=== TASK DATA ===
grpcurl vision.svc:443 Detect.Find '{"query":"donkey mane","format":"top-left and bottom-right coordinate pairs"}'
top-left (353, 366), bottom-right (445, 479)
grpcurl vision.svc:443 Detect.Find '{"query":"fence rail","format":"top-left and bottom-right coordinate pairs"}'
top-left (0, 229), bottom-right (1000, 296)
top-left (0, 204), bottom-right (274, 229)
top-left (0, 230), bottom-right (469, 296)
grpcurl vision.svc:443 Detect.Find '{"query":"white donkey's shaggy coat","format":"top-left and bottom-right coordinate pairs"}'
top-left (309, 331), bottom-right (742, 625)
===
— TASK GOAL —
Write out every line of the material above again, copying the requests unchanged. Scale each coordinate in the answers by 1.3 and round it to a whole number, rounding halves up.

— EXERCISE RESPONSE —
grpcurl vision.svc:443 Detect.Find '{"query":"donkey mane","format":"top-left and bottom-right coordinate pairs"}'
top-left (459, 476), bottom-right (579, 623)
grpcurl vision.svc:443 Detect.Find '{"query":"fence rail","format":"top-left and bottom-right coordinate pairs"}'
top-left (0, 298), bottom-right (1300, 385)
top-left (0, 265), bottom-right (356, 298)
top-left (0, 299), bottom-right (610, 385)
grpcurl vision.svc:443 Detect.Find '{"query":"white donkey's shaggy coat","format":"top-left and bottom-right coordinate pairs"}'
top-left (402, 430), bottom-right (965, 813)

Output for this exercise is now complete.